STATED PROBLEM:
Write out only the stretch from the start of the lines through the line containing "[[929, 361, 976, 405]]", swapping "tight" for "snug" and leaving everything else unchanged.

Bounding box annotation entries:
━━━━━━━━━━━━━━━━━━━━
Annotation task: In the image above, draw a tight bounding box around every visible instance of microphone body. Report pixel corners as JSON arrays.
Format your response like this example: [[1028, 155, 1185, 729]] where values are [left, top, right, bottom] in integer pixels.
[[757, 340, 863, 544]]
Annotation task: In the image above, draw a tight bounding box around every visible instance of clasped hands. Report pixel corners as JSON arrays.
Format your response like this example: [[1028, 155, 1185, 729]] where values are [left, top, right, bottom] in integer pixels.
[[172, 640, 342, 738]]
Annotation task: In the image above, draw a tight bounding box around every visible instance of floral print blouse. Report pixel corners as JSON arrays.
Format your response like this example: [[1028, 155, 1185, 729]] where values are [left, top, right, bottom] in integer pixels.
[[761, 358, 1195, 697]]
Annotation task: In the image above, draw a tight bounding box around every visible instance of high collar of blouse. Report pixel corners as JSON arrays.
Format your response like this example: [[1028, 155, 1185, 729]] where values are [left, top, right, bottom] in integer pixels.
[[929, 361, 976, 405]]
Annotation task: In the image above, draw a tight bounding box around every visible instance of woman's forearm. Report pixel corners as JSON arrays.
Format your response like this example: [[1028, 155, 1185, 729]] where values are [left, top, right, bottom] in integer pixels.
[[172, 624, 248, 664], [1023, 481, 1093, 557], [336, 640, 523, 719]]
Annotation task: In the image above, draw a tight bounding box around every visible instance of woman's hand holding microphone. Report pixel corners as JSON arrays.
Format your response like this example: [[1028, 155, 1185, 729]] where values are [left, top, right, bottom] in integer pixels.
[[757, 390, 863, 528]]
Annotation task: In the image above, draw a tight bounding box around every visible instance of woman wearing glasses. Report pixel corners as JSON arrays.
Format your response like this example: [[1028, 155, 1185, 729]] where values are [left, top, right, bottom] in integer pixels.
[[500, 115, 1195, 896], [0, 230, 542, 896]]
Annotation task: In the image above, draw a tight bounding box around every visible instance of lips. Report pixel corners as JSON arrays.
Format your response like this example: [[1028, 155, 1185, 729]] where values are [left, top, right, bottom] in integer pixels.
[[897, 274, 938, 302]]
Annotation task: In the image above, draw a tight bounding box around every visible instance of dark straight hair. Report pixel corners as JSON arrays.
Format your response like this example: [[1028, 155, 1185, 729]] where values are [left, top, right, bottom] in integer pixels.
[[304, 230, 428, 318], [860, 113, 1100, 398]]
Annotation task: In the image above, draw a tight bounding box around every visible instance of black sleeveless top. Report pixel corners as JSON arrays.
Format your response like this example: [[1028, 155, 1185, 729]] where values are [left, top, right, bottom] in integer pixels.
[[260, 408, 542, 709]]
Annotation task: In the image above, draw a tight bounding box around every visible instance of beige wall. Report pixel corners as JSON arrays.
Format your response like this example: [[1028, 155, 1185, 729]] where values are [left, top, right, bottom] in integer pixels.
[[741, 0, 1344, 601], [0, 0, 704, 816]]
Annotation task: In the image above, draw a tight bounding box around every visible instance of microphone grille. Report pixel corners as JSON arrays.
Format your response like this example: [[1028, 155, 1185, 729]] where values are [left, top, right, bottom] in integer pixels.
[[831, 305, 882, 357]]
━━━━━━━━━━━━━━━━━━━━
OUTPUT BELOW:
Annotation task: In the image above, draw a snug bounding box around every visible instance of microphone body. Report pixel corners as JSON arrays.
Format your response like this example: [[1028, 155, 1185, 729]] where values are [left, top, right, bottom] in integer pixels.
[[757, 340, 863, 544]]
Annotation task: In the image above, draw a snug bounding box around every visible instance of clasped hands. Report pixel corners as JSON arrays.
Format your response like this example: [[1028, 155, 1185, 729]] where values are [left, top, right, bottom] in integer pixels.
[[172, 640, 342, 738]]
Annotation task: In the image above, draw a snug bounding box around every visible instance of floral print blouse. Report pixel corners as JSON arrays.
Format your response like this example: [[1028, 155, 1185, 729]] where values are [left, top, right, bottom] in integer pixels.
[[761, 358, 1195, 697]]
Annotation task: In the image above, draw a snug bounding box around every visible instance of high collar of blouse. Report pixel corners as JSON arrays.
Format your response like this example: [[1028, 155, 1185, 729]] where values are [left, top, right, bottom] in integer pixels.
[[929, 361, 976, 405]]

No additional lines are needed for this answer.